Exercise details:
Skip every line before the one containing "Assignment: using the image provided above, detect wet", then copy that line and the rest of the entries below exactly, through the last line.

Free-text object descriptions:

■ ■ ■ ■ ■

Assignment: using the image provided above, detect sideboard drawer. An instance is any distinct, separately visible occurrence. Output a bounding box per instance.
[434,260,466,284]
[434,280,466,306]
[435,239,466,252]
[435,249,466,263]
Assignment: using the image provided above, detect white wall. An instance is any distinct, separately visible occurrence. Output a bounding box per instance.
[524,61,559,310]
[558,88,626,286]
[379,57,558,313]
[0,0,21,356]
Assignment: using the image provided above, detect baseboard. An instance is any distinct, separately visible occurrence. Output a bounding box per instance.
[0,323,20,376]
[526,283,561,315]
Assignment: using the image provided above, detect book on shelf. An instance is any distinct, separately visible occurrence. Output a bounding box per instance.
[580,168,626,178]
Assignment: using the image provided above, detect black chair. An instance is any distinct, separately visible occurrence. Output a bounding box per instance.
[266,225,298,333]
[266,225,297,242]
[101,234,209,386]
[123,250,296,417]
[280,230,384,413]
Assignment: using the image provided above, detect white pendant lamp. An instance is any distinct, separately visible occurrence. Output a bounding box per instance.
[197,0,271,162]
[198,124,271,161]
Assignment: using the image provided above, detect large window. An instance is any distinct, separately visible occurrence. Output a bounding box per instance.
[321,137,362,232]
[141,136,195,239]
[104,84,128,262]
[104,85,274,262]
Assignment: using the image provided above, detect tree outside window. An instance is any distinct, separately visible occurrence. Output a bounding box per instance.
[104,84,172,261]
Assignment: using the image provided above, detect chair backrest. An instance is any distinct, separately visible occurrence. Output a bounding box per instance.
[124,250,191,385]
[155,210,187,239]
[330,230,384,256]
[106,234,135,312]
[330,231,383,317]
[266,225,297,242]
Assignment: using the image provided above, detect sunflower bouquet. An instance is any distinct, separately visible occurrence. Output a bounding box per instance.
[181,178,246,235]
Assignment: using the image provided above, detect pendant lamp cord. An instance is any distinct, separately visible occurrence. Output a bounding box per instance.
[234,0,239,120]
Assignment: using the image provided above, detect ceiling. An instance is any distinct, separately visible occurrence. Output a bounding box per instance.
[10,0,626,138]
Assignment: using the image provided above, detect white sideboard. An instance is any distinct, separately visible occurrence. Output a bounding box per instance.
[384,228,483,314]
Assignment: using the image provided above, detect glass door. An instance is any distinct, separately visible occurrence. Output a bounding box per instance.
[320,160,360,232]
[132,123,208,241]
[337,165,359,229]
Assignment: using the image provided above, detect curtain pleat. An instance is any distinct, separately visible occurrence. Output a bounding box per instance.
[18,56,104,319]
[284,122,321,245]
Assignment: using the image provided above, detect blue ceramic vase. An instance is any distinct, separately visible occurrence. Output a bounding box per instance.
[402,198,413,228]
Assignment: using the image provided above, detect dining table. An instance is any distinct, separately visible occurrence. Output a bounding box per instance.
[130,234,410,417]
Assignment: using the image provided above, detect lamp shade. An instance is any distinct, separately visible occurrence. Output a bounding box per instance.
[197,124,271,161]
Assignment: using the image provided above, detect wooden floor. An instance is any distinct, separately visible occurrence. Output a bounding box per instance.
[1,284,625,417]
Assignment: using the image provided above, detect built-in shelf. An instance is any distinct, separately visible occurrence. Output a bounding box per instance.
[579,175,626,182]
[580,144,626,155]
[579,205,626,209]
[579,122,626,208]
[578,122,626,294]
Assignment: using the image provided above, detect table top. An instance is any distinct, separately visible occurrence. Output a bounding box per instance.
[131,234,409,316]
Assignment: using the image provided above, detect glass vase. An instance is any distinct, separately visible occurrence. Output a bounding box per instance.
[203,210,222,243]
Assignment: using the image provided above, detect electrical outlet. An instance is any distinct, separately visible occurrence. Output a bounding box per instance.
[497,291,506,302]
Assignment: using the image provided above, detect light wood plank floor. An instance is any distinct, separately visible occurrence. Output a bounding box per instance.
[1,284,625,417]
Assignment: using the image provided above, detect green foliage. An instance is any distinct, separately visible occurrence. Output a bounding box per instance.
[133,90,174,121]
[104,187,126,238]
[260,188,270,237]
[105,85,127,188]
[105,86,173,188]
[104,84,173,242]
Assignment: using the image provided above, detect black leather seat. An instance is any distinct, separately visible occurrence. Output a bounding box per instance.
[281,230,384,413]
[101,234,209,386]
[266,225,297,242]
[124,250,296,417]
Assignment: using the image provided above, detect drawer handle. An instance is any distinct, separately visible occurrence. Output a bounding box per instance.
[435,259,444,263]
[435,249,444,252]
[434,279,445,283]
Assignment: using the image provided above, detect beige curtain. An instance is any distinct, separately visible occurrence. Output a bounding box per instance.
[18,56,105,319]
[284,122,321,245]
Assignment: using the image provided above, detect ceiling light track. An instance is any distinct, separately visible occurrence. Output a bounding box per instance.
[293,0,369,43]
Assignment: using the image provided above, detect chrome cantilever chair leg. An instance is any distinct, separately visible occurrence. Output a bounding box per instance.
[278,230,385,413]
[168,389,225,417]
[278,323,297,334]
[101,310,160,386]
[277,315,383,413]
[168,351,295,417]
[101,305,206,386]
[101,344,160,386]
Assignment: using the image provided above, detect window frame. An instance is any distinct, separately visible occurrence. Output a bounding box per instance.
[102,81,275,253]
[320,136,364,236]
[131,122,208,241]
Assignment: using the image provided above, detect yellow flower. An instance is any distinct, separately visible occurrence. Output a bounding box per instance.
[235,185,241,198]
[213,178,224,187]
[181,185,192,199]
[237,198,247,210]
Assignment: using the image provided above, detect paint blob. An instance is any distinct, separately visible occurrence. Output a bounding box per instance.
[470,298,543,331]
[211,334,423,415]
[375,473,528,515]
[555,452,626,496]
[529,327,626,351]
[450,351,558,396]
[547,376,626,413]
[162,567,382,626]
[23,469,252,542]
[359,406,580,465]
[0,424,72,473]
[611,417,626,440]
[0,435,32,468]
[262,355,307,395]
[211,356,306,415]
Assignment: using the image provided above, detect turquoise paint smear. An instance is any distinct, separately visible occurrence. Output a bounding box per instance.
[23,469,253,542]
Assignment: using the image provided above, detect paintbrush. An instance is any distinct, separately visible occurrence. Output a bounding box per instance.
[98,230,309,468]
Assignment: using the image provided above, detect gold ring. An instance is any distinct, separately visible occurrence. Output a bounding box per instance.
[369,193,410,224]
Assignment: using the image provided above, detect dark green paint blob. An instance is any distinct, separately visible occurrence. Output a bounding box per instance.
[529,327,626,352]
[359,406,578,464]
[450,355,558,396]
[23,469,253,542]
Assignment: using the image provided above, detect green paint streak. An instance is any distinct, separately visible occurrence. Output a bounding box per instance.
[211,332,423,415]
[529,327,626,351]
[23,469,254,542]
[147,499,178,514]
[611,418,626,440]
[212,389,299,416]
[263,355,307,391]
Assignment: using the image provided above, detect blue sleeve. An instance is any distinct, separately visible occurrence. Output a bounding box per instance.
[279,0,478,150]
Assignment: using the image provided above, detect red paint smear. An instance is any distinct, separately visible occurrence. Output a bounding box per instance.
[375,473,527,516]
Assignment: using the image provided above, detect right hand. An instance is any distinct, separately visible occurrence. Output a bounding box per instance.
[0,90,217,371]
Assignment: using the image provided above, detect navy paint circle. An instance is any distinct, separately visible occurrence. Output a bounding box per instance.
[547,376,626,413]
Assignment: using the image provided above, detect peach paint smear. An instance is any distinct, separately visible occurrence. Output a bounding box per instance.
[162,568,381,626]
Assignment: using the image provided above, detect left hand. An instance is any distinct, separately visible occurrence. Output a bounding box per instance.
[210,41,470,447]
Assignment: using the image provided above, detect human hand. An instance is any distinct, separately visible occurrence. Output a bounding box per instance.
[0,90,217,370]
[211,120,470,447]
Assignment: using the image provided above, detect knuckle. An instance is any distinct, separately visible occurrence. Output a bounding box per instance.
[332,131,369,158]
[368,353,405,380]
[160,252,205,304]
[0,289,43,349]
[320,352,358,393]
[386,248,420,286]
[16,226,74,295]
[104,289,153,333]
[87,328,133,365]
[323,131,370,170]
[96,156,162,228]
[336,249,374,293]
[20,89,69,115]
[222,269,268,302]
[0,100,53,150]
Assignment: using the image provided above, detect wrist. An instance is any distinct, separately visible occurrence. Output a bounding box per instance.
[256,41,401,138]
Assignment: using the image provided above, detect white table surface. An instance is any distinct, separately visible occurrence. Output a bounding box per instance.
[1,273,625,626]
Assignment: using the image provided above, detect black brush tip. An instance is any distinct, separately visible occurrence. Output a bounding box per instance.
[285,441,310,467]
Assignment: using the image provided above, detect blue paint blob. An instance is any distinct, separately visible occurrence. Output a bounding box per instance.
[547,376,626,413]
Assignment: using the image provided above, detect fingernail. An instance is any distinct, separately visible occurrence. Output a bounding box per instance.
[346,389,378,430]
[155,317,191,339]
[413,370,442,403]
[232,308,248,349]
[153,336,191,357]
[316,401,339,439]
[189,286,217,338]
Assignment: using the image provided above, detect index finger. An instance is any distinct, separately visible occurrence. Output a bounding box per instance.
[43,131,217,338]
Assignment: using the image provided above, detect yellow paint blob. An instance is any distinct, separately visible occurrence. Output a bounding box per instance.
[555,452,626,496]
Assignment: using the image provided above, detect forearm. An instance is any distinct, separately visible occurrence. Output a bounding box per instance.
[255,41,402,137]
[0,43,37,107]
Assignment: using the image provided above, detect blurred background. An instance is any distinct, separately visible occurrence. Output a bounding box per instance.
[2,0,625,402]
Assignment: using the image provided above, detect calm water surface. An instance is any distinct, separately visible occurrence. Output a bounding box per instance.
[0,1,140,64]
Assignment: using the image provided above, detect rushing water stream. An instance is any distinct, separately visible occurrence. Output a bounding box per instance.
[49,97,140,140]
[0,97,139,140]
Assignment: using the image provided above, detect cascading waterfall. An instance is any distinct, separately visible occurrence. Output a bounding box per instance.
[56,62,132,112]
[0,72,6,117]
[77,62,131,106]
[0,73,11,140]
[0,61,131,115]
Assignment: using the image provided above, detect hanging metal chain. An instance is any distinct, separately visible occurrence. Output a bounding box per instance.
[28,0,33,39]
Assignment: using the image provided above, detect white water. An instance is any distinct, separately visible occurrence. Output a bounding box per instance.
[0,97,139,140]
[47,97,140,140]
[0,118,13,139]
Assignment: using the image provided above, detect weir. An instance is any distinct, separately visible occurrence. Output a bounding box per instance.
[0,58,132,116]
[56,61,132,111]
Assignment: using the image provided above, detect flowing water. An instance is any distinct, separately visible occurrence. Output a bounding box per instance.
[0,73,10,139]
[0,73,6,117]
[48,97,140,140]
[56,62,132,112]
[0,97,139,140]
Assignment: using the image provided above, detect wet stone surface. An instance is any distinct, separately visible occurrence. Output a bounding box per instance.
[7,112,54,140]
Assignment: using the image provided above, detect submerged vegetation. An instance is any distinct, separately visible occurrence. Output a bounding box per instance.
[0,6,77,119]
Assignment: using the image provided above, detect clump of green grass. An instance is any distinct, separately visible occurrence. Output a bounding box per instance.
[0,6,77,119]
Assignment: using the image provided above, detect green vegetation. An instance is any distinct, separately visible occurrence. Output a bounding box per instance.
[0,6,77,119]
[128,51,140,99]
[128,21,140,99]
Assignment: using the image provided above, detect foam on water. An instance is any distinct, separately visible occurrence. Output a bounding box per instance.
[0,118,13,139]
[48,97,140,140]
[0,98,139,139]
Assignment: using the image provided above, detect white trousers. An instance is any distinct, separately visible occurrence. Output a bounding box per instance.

■ ■ ■ ■ ■

Solution:
Assignment: using the image provided above, detect wet stone surface. An instance is any distinct, separately visible occurrence. Output a bounding box per instance.
[7,112,54,140]
Assignment: using the image provided above, detect submerged vegetation. An instance is any distinct, separately visible occurrence. Output a bounding box per instance.
[0,6,77,119]
Assignment: using the image provided above, detect clump of green grass. An instance is any distinct, separately visible occurrence. Output a bounding box per instance.
[0,6,77,119]
Assignment: using the image provided above, detect green vegetation. An instance is any distinct, separately visible occurrence. Output a bounding box per instance.
[0,6,77,119]
[128,51,140,99]
[128,21,140,99]
Assignment: using the image provided above, detect foam on water. An instance is any distinct, separately visible occurrence. Output a bounding box per instance.
[0,118,13,139]
[48,97,140,140]
[0,98,139,139]
Assignment: using the image provided above, detect white trousers. An instance is any distinct, separately visible occurrence. Output a bounding box per instance.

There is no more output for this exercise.